Task brief: Copy each of the following lines word for word.

Data shown:
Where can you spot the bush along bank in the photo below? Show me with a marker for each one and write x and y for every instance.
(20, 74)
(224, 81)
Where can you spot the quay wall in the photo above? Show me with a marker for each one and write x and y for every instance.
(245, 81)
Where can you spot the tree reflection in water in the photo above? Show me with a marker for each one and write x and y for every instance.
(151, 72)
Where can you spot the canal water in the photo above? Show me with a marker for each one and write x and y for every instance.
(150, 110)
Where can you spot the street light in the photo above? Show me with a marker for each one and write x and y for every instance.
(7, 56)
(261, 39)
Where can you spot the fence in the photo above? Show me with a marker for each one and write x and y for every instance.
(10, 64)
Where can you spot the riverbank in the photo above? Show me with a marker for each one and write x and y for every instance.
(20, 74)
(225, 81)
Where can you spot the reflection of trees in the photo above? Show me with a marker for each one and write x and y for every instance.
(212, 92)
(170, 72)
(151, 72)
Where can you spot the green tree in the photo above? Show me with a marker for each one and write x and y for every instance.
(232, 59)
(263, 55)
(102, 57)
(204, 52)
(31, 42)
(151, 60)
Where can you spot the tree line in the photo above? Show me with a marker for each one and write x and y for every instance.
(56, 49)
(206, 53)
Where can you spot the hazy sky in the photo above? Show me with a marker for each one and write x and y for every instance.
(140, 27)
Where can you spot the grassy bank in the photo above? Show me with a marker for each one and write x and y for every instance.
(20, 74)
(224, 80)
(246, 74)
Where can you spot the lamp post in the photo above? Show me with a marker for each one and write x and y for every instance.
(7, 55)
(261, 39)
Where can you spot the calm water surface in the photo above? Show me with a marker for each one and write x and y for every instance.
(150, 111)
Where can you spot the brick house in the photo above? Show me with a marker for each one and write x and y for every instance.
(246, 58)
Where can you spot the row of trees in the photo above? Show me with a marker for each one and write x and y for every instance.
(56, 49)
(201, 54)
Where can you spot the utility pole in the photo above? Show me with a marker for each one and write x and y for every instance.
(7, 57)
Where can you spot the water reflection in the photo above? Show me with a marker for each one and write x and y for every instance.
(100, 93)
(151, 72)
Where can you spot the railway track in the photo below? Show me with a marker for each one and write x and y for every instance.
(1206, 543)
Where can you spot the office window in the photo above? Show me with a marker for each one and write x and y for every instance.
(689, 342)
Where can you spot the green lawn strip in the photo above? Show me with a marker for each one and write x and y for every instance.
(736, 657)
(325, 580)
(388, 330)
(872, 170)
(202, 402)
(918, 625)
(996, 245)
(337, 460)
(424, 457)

Exercise output:
Where can you spot the bush along bank in the photo below? Show me with a marker for each one and write x and y for every instance.
(20, 74)
(224, 81)
Where can you spot the quay wall in the photo above? Show me with a marker for each one and write x and y for every instance.
(245, 81)
Where can you spot the tree reflection in water in the photo above? Show me with a marker for each one and write x and y for every instance.
(151, 72)
Where can you spot the canal water in the photo above? Show me with a marker for each one and write x and y for every instance.
(150, 110)
Where can you spot the street light in the photo above? Show me with a marker for each one and write x and y for every instance.
(7, 56)
(261, 39)
Where can you spot the fence in the photo above? Show me with a marker for each one and write x and y for every instance.
(10, 64)
Where can you spot the riverbank in the photo above? Show me with a marker for each one and write x and y for every instance.
(20, 74)
(225, 81)
Where can you spot the reflection of trees in the photo above? Show me with a marker for each one and write x and y for every instance.
(212, 92)
(170, 72)
(151, 72)
Where can you spot the green tree in the photo above? Show me with a marker for each one and write x and y for every instance.
(232, 59)
(263, 55)
(102, 57)
(204, 52)
(31, 42)
(151, 60)
Where can you spot the tree line in the photo above? Show me with a marker for each one and write x and y for every instance.
(56, 49)
(206, 53)
Where can you spot the hazy sky in the photo above? Show me with a marker for each one and write x and y for every instance.
(140, 27)
Where can you spot the grassy bank in the photo above? Show me with a marker for each one and write x and y for every instance.
(20, 74)
(224, 80)
(246, 74)
Where can you spot the lamp post in the photo above? Show me with a marker for each one and write x and y for every instance.
(7, 55)
(261, 39)
Where can you spot the calm water surface in the photo above? Show me with a marker for each one and write x and y for every instance.
(150, 111)
Where can you spot the brick house in the photo above? Show me with a marker for each one and write x and y for every instance.
(246, 58)
Where can you spot the row of trees in the photo above? Show me with a marker for each one and write x and y for every instance.
(56, 49)
(201, 54)
Where can you spot the utility pole in the photo above? Show me with a marker for each one and write x and y for every instance.
(7, 57)
Where can you spot the water reflection in the photo above? Show me with a marker for each one and write x and y for every instance.
(100, 93)
(151, 72)
Where can you spot the railway track in the photo below? Show me with a marker for each one and write x and y for every instance.
(1206, 543)
Where can you spot the office window in the photo above? Show me with a marker for each one and write x and y for every instance.
(689, 342)
Where can you spot the green lawn strip in the photo above? Show me with a marker for each one and write x and y for every instance.
(736, 657)
(325, 580)
(388, 330)
(872, 170)
(202, 402)
(918, 625)
(996, 245)
(337, 460)
(424, 457)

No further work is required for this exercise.